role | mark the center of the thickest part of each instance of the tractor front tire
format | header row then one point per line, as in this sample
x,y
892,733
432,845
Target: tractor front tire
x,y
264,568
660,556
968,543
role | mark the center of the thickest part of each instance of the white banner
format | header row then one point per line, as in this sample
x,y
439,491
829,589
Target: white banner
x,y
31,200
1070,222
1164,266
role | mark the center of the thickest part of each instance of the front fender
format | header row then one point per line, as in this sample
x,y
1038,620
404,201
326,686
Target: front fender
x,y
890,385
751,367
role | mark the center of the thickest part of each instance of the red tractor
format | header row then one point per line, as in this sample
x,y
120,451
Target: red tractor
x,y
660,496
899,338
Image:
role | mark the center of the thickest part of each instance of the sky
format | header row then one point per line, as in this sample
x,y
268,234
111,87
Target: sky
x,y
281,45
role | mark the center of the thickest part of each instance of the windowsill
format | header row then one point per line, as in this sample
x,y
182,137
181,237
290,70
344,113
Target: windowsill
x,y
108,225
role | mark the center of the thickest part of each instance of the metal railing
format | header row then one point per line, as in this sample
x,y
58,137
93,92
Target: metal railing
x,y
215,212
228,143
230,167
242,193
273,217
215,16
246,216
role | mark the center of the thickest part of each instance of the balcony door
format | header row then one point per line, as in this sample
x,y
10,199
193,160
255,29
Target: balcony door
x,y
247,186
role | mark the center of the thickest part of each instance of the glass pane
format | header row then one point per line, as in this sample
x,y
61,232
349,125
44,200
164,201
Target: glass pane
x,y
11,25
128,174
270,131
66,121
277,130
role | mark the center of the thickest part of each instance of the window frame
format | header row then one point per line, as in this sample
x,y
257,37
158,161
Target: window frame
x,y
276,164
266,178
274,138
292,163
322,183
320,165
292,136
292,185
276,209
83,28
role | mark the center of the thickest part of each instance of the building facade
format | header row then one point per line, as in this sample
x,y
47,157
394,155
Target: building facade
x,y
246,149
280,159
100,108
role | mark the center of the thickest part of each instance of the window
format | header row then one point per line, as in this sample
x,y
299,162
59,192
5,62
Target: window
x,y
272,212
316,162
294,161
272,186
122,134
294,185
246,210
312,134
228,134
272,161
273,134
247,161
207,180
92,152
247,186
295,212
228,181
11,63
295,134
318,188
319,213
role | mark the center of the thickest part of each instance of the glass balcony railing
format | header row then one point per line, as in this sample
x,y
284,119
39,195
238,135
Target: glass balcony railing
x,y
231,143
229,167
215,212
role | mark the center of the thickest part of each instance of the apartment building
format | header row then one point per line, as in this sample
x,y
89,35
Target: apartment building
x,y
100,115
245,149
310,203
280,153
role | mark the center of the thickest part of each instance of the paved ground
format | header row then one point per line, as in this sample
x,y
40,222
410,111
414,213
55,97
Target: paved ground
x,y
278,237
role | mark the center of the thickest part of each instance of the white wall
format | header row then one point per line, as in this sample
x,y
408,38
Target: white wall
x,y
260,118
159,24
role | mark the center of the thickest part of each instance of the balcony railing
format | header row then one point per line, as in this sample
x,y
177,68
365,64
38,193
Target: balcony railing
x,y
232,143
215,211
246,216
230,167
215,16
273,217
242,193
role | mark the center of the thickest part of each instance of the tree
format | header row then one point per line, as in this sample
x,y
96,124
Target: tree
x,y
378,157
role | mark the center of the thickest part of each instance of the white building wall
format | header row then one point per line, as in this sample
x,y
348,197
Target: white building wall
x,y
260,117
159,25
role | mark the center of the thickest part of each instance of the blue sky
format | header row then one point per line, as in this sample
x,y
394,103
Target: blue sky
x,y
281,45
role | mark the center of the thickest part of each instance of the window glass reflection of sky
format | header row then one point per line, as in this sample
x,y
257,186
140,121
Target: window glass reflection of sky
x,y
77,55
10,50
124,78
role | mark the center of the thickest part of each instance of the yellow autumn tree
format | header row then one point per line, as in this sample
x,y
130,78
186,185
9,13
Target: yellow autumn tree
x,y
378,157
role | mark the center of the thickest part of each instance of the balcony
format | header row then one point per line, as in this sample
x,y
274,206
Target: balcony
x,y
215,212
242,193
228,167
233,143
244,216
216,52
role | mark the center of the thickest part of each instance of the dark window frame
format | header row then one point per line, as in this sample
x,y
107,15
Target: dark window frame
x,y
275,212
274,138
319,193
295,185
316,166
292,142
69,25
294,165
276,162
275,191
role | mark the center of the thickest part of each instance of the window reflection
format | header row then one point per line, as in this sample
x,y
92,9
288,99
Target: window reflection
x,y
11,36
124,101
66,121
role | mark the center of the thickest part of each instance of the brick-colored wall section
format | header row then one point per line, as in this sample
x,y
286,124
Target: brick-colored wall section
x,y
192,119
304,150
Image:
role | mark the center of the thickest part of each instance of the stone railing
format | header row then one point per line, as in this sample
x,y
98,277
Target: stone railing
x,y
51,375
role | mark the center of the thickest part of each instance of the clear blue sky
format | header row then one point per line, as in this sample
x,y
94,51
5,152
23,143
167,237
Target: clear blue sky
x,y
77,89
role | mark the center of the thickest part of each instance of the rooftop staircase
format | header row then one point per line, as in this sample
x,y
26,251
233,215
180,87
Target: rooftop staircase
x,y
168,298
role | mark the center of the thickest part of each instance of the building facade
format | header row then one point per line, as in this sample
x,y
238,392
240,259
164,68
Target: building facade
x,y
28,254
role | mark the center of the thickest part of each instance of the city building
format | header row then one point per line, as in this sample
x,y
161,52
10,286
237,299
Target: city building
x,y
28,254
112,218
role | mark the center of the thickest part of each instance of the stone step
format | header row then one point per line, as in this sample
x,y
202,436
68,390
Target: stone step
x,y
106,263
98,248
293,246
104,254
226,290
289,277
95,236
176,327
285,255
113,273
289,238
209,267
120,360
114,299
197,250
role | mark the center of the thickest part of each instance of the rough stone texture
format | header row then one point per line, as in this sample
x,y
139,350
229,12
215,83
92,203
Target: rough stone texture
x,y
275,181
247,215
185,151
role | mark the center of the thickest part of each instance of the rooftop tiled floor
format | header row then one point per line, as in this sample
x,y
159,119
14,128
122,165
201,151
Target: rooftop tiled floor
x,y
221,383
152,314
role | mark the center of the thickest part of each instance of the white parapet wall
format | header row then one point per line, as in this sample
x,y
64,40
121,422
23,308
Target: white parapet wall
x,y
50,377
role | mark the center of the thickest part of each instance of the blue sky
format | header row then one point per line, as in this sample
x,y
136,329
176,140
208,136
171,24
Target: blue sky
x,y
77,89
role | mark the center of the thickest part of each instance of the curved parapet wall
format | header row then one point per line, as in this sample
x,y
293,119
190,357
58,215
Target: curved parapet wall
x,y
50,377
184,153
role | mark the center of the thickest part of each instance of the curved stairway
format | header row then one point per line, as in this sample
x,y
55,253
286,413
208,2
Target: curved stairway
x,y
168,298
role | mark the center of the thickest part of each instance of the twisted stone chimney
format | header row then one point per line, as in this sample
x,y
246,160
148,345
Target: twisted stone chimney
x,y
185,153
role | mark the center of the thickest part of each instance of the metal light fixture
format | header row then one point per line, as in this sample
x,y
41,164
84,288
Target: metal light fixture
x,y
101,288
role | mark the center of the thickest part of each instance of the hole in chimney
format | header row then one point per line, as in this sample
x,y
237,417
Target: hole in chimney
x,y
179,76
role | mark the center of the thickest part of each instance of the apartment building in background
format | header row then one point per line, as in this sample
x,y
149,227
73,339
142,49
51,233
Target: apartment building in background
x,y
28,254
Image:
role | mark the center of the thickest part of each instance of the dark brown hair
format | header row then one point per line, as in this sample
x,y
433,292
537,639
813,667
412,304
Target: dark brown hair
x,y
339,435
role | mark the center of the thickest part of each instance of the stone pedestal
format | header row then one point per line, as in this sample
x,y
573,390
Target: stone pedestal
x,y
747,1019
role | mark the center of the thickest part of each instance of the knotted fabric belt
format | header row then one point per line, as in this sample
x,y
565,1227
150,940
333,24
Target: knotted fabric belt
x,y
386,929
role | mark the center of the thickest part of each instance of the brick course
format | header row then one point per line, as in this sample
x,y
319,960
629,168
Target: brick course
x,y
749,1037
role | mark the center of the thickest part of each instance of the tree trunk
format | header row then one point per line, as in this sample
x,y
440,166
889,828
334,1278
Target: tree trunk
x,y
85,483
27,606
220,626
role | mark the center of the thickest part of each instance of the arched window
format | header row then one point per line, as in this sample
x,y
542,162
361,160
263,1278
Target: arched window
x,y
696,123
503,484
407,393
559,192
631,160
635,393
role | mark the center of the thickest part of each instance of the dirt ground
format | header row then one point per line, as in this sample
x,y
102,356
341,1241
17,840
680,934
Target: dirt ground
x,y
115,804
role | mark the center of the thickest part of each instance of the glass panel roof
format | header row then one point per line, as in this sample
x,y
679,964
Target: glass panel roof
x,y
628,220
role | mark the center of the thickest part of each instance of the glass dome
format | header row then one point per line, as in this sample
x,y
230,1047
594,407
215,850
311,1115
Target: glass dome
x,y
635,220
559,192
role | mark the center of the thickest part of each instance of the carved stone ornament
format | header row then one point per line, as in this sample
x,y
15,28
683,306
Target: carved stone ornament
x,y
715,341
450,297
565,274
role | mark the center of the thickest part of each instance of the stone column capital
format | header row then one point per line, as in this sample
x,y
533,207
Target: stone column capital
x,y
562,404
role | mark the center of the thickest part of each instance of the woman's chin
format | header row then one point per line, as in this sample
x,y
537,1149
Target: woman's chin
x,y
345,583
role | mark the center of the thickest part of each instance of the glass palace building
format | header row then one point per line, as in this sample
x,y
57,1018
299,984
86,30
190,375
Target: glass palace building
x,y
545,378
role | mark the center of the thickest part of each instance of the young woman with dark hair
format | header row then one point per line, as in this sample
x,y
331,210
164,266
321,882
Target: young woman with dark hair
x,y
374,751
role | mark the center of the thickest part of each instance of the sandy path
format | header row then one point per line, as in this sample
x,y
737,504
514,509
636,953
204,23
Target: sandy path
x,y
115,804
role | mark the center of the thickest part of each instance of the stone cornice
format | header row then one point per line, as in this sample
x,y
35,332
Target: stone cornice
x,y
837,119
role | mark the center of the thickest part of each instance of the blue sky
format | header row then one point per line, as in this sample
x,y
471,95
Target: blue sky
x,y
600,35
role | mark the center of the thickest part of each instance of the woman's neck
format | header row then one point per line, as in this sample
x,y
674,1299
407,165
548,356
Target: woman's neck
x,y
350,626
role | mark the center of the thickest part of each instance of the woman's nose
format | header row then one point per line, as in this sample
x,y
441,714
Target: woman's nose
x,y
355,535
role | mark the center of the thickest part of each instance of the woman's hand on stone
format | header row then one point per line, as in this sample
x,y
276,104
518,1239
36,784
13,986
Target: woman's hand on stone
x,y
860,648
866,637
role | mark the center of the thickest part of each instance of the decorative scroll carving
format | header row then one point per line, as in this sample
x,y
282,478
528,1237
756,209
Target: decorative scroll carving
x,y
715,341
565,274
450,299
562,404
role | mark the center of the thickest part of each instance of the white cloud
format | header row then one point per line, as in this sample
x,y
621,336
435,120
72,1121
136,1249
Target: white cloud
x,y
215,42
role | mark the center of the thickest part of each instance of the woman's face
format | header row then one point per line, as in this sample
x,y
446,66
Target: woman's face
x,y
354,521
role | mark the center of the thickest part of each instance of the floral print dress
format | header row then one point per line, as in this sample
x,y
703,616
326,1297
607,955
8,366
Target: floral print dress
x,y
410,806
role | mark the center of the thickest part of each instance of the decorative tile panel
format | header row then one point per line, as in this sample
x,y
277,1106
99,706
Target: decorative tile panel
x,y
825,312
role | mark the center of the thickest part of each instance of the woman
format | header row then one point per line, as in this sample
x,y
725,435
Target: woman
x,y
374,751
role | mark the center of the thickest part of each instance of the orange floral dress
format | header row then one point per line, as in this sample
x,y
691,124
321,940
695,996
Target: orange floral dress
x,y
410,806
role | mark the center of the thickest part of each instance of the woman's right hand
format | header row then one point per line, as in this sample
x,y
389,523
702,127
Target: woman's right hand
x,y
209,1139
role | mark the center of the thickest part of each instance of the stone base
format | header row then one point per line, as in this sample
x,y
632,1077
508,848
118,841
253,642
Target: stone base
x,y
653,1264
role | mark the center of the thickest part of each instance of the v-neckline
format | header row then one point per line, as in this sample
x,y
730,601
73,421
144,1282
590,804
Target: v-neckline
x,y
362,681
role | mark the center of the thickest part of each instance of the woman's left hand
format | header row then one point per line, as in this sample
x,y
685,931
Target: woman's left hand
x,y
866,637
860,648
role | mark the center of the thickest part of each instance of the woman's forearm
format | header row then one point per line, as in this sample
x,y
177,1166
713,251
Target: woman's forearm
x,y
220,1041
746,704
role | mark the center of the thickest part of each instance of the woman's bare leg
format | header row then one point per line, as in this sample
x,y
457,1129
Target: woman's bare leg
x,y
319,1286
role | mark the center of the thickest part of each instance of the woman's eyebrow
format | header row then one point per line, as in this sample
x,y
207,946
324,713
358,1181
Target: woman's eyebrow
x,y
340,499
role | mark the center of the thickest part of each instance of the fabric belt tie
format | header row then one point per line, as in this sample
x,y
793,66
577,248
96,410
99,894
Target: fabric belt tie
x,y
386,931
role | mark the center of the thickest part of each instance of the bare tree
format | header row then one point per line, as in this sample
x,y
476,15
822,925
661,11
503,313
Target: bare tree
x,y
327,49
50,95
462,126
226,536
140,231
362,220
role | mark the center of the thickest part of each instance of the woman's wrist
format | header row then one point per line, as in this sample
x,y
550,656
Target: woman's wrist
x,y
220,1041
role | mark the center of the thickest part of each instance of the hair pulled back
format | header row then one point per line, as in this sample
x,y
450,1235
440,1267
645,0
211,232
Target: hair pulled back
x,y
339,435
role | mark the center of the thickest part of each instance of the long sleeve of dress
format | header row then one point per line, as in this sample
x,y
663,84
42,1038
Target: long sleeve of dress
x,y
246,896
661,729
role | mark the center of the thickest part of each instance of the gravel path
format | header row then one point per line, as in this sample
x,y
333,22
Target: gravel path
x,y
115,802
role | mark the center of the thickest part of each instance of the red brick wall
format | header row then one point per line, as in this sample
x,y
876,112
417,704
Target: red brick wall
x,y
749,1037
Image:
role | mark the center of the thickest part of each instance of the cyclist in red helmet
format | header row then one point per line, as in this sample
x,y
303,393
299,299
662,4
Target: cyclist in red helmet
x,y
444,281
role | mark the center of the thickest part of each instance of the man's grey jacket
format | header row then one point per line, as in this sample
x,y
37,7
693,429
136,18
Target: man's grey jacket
========
## TASK REQUIREMENTS
From the line containing "the woman's wrist" down to the last line, reproduce the records exactly. Include both ends.

## FULL SOLUTION
role | mark the center of the thickest part of each instance of the woman's wrist
format | header row then one point per line, as in this sample
x,y
550,656
Target: woman's wrist
x,y
220,1041
role | mark the center of the thickest part of each instance of the hair pulled back
format | header row then one point per line, as in this sample
x,y
450,1235
440,1267
645,0
211,232
Target: hair pulled back
x,y
339,435
role | mark the center of the thickest part of each instance of the long sleeve of dress
format | header row then one point per line, as in this sample
x,y
663,84
42,1038
Target: long sleeve of dress
x,y
246,896
661,729
role | mark the center of the thickest part of each instance of the gravel path
format | header row then one point per line, as in this sample
x,y
333,22
Target: gravel path
x,y
115,802
role | mark the center of the thickest part of each instance of the red brick wall
format | header row then one point per line, as in this sample
x,y
876,112
417,704
Target: red brick wall
x,y
749,1037
Image:
role | mark the center of the thickest part of each instance of the cyclist in red helmet
format | header row then one point per line, as in this sample
x,y
303,393
299,299
662,4
Target: cyclist in red helmet
x,y
444,281
role | mark the center of the thickest part of each instance of the man's grey jacket
format | header row then one point per line, as in this sample
x,y
37,7
693,429
136,18
Target: man's grey jacket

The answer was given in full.